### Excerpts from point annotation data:
########################################

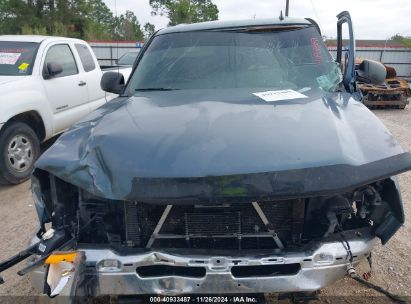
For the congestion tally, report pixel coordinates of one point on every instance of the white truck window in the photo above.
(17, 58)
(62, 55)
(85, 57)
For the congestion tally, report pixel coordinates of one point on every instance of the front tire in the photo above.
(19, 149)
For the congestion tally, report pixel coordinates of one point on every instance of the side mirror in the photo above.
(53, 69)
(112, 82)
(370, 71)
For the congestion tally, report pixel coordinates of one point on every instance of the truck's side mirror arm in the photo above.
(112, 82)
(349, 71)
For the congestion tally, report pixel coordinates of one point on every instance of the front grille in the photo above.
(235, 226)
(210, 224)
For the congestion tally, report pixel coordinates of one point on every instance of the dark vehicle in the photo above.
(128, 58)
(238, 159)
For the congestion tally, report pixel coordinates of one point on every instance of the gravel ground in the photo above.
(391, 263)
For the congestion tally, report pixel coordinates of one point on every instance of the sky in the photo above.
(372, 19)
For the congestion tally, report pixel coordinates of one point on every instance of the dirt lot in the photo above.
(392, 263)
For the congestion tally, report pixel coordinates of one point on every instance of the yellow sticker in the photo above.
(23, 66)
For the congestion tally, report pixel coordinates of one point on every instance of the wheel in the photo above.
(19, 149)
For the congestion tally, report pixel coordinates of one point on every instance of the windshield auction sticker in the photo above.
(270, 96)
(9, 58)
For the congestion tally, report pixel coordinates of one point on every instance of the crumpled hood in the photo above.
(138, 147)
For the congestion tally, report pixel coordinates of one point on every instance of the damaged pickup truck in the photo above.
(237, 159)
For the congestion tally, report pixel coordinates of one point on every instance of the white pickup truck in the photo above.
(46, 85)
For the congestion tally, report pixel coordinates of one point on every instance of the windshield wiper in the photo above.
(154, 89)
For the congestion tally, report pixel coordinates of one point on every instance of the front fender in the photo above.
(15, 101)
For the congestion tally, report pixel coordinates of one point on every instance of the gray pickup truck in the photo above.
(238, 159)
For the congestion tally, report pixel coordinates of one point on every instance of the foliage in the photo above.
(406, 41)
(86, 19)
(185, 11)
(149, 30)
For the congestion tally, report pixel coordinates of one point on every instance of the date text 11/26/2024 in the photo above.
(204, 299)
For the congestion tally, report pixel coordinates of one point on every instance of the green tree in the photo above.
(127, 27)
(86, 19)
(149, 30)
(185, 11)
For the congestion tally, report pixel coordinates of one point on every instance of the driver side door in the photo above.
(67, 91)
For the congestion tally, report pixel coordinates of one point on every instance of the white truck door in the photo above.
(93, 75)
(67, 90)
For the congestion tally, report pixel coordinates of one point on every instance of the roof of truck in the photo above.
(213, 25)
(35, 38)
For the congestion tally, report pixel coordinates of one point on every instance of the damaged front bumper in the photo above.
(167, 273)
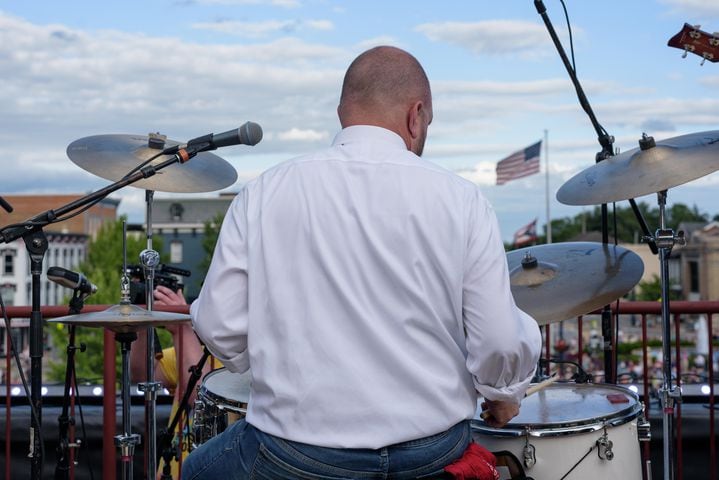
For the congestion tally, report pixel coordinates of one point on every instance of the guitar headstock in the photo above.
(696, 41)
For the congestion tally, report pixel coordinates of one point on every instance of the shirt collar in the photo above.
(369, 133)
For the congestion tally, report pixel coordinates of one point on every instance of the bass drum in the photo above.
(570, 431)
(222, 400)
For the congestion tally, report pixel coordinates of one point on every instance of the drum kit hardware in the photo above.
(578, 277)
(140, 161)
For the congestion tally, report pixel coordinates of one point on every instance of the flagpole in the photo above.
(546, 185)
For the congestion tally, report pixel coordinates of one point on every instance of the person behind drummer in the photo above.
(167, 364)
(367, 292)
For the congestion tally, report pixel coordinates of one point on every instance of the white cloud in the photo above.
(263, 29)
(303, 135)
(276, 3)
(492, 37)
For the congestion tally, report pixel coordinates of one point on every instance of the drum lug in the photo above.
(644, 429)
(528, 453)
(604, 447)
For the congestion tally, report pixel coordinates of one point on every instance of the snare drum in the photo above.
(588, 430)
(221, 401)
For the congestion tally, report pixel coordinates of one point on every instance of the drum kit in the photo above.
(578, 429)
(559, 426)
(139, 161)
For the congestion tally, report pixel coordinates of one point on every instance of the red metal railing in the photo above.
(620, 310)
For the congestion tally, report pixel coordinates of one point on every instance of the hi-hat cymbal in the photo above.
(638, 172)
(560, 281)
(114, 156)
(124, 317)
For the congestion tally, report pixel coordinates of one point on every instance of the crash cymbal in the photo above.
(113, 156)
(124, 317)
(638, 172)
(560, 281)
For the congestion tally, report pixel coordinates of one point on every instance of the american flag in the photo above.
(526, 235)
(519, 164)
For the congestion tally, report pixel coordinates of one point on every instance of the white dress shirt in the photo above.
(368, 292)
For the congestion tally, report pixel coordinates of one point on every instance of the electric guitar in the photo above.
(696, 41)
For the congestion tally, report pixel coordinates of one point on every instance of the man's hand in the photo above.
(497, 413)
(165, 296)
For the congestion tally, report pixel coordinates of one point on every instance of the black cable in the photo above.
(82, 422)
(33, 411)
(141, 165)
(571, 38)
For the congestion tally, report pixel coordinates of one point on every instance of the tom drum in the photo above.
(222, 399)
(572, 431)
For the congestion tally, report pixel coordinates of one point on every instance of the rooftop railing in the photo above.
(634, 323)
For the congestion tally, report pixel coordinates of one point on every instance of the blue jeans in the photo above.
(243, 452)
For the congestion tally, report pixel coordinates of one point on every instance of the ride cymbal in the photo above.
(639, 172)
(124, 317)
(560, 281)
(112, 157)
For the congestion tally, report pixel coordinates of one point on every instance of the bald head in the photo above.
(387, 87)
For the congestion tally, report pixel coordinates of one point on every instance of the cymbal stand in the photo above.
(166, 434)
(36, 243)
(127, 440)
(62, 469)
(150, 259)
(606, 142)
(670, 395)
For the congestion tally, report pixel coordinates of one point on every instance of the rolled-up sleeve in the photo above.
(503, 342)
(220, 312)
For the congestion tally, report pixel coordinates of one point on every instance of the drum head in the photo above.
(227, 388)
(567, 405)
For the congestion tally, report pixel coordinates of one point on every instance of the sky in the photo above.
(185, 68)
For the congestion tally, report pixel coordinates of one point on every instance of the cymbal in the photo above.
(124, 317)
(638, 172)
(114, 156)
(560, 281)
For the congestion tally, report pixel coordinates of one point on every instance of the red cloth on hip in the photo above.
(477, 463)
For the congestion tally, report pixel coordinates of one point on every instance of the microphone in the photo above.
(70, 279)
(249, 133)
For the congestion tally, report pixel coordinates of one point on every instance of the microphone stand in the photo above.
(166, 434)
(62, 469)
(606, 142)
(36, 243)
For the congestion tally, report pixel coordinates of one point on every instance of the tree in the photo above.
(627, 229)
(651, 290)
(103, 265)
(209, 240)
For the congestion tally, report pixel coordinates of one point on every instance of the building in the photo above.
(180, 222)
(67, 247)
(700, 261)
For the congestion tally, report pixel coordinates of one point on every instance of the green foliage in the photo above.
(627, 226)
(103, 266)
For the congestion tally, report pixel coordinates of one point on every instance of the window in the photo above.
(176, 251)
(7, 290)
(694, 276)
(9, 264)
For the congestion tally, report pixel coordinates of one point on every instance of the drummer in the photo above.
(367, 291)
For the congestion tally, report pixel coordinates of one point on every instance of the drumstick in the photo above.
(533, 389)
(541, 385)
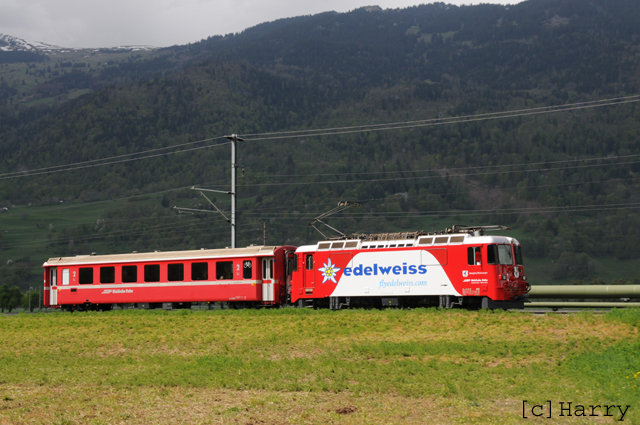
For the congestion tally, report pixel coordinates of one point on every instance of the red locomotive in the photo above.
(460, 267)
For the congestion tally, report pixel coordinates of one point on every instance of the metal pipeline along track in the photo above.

########################################

### WHAT YOU WILL DO:
Copy each line exactly, and leave the pictures out of your copy.

### EXERCISE SOLUTION:
For the congestion tally, report pixel coordinates of one point on every instance of the white truck window in the photo above.
(17, 58)
(62, 55)
(85, 57)
For the congestion tally, report pixel coordinates of one point on every instance of the front tire in the photo above.
(19, 149)
For the congestion tally, report pixel coordinates of one point on every instance of the side mirror in the photo above.
(53, 69)
(112, 82)
(370, 71)
For the congestion tally, report pixel coordinates of one point on every instance of the truck's side mirror arm in the photo above.
(112, 82)
(349, 71)
For the congestion tally, report pixel coordinates of one point on every instance of the front grille in the photo above.
(235, 226)
(210, 224)
For the congestion tally, report pixel coordinates of one point on every instance of the dark vehicle in the photo above.
(128, 58)
(238, 159)
For the congestion tally, report pixel coordinates of one point on every instance of the gravel ground in the photo above.
(391, 263)
For the congestion tally, report pixel coordinates of one point on every instance of the sky in the photo above.
(372, 19)
For the congestion tally, report pixel coordinates of one point on every instance of the dirt lot in the photo above.
(392, 263)
For the congestion tally, report pixel coordinates of one point on every instance of the yellow sticker in the photo above.
(23, 66)
For the congestion tally, report pixel coordinates of one point on every instance of the wheel in the photo above.
(19, 149)
For the congestion tally, report pixel coordinates of one point on every instance of the windshield auction sticker in the photo above.
(270, 96)
(9, 58)
For the congestion tally, report pixel coordinates of one point on every instance of the crumpled hood in the photo above.
(138, 147)
For the congestion tally, report pixel coordinates of one point on every instance of the damaged pickup truck in the photo above.
(237, 159)
For the congestion tally, report pixel coordinates of one point on every instance of the white pickup truck in the photo above.
(46, 85)
For the congestion tally, report pixel coordinates of one point on every instance of the windshield wiper in the photo above.
(154, 89)
For the congestion tally, report pixel coordinates of one point on every instance of the front fender in the photo above.
(15, 101)
For the congestion tally, report pixel coordinates of one point on every instance of the gray pickup truck in the photo above.
(238, 159)
For the congestion tally, report pixel coordinates of one point on every instance of the foliage in the photo above.
(406, 41)
(86, 19)
(185, 11)
(149, 30)
For the congestion tally, report pixel coordinates of one point on every instance of the date text 11/26/2024 in the photo above.
(204, 299)
For the congestion tally, report pixel coordinates of one point on every instance of the green tree in the photo above.
(127, 27)
(86, 19)
(149, 30)
(185, 11)
For the congestion tally, report pixel coordinates of one point on every instance of the driver side door in the photo above.
(67, 91)
For the congestion tally, report pixel coordinates of one point on every instance of the white truck door in the photo above.
(93, 75)
(67, 90)
For the congestion tally, report pixel coordinates of one point on every instance of the roof of truck in the photo above.
(213, 25)
(35, 38)
For the congestion tally, report pixel coordinates of one point on every instance of the damaged front bumper in the photo above.
(167, 273)
For the congestion tally, report pixel coordinates of one point on every instance of the guitar headstock in the photo above.
(696, 41)
For the congestion tally, report pixel coordinates of one point on every instance of the shirt collar in the photo above.
(369, 133)
For the congestion tally, report pixel coordinates of one point on every instance of the bass drum in the photo above.
(570, 431)
(222, 400)
For the congestion tally, report pixel coordinates of one point on every instance of the drum kit hardware in the photo above.
(578, 277)
(140, 161)
For the congestion tally, report pixel coordinates of one point on every instance of the flagpole in the photo above.
(546, 185)
For the congestion tally, report pixel coordinates of one point on every instance of the person behind drummer in the photo above.
(167, 364)
(367, 292)
For the congestion tally, report pixel coordinates of one point on every instance of the white cloud in the photo above.
(263, 29)
(303, 135)
(276, 3)
(492, 37)
For the congestion tally, report pixel coordinates of one point on every instance of the drum lug in the photo above.
(644, 429)
(528, 453)
(604, 447)
For the congestion tally, report pixel coordinates of one point on every instance of the snare drum in the photo above.
(588, 430)
(221, 401)
For the congestion tally, report pixel coordinates of one point on every instance of the drum kit in the photo above.
(578, 429)
(559, 426)
(139, 161)
For the congestion tally, report pixel coordinates of one point on every instance of the red metal railing in the photo above.
(620, 310)
For the congestion tally, report pixel coordinates of one point on every instance of the hi-hat cymbal in the photo above.
(638, 172)
(560, 281)
(114, 156)
(124, 317)
For the congestion tally, report pixel coordinates of one point on every instance of the crash cymbal in the photo above.
(113, 156)
(124, 317)
(638, 172)
(560, 281)
For the congestion tally, report pixel coordinates of one point on every instance of the american flag in the photo above.
(526, 235)
(519, 164)
For the congestion tally, report pixel coordinates of one point on every instance of the white dress shirt in the photo above.
(368, 292)
For the congestion tally, report pixel coordinates of one point on every instance of the electric guitar in the photo above.
(696, 41)
For the congestion tally, report pixel coordinates of one point on every instance of the man's hand in the photo above.
(497, 413)
(165, 296)
For the congestion tally, report pixel coordinates of one point on every instance of the black cable in the photo above.
(82, 422)
(33, 411)
(141, 165)
(571, 38)
For the congestion tally, report pixel coordinates of one point on every instance of the tom drum in the photo above.
(222, 399)
(572, 431)
For the congestion tally, report pixel coordinates of one point on every instance of the rooftop railing in the photo above.
(634, 323)
For the congestion tally, report pixel coordinates of one point on every instance of the blue jeans in the photo above.
(243, 452)
For the congestion tally, report pixel coordinates of one point on every instance of the ride cymbal in the photo above.
(639, 172)
(124, 317)
(560, 281)
(112, 157)
For the congestion tally, report pixel coordinates of one point on every instance of the bald head in the photo above.
(387, 87)
For the congestion tally, report pixel coordinates of one point on every instance of the cymbal stand in the photo above.
(166, 434)
(36, 243)
(127, 440)
(62, 469)
(150, 259)
(606, 142)
(670, 395)
For the congestion tally, report pixel coordinates of one point on every instance of the rolled-up sleeve in the photo above.
(503, 342)
(220, 312)
For the congestion tally, report pixel coordinates of one point on every instance of the drum head in the photo above.
(227, 388)
(567, 405)
For the congestion tally, report pixel coordinates of one point on every instance of the sky in the photo above.
(185, 68)
For the congestion tally, report pixel coordinates of one point on every instance of the cymbal in the photo above.
(124, 317)
(638, 172)
(114, 156)
(560, 281)
For the congestion tally, report pixel coordinates of one point on every instance of the red cloth on hip in the photo above.
(477, 463)
For the congestion tally, report pixel coordinates of one point on every instance of the microphone in the photo above.
(70, 279)
(249, 133)
For the congestion tally, report pixel coordinates of one point on every instance of the microphone stand in the photo above.
(166, 434)
(62, 469)
(606, 142)
(36, 243)
For the congestion tally, report pixel coordinates of one point on every instance of the tree in the photo above.
(627, 229)
(651, 290)
(103, 265)
(209, 240)
For the congestion tally, report pixel coordinates of one point on every instance of the building in the photo above.
(180, 222)
(67, 247)
(700, 261)
For the congestion tally, report pixel coordinates of one point on every instance of the green foliage in the photo above.
(627, 226)
(103, 266)
For the congestion tally, report pixel coordinates of one point on every instance of the window in the photo above.
(176, 251)
(7, 290)
(694, 276)
(9, 264)
For the congestion tally, report pixel coordinates of one point on every instance of the drummer in the photo above.
(367, 291)
For the congestion tally, report pixel coordinates of one point on every instance of the drumstick in the photo above.
(533, 389)
(541, 385)
For the congestion tally, report pixel coordinates of one point on every instance of the red locomotive in the photo above.
(460, 267)
For the congestion tally, report pixel coordinates of one point on every instance of the metal pipeline along track in the photo above.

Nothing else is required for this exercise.